++++ EXERCISE INPUTS

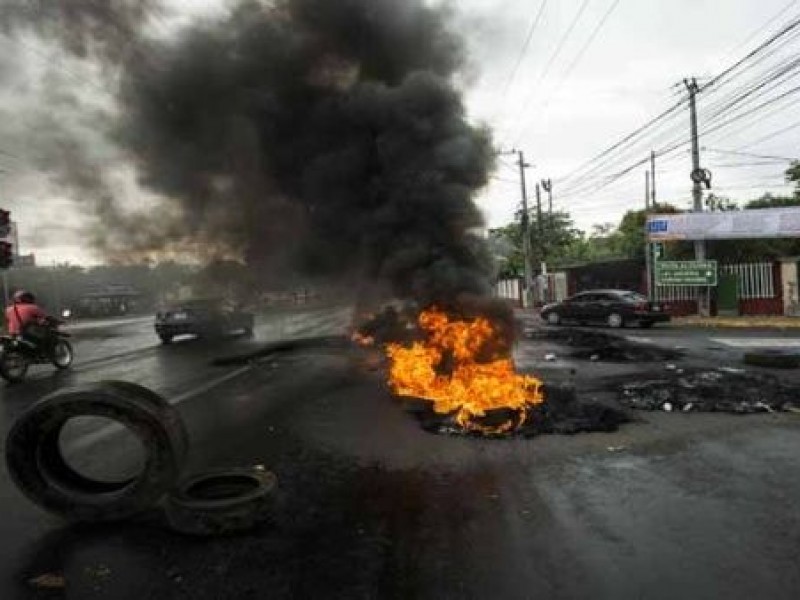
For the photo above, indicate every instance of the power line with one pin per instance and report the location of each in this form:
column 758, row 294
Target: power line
column 772, row 135
column 750, row 154
column 524, row 50
column 576, row 61
column 784, row 31
column 559, row 46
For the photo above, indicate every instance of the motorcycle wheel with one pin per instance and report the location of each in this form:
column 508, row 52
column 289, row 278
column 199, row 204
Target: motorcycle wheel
column 13, row 366
column 62, row 354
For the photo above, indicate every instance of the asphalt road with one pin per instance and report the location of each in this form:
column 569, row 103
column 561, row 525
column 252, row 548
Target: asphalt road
column 371, row 506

++++++++

All of the records above must be copied exactly, except for the pictures.

For the photo above, indicate every instance of the power line with one pin per instance and report the location of each in this form:
column 758, row 294
Target: power line
column 772, row 135
column 750, row 154
column 524, row 50
column 576, row 61
column 784, row 31
column 559, row 46
For the photo above, indicate every instance of the motorcycle wheel with one pin per instance and report the location of each in this form:
column 508, row 52
column 289, row 278
column 199, row 204
Target: motorcycle wheel
column 13, row 366
column 62, row 354
For the photo above, indicate every instance of the asphalt road with one pin per instance and report the location of each in this form:
column 569, row 103
column 561, row 525
column 252, row 548
Target: asphalt road
column 371, row 506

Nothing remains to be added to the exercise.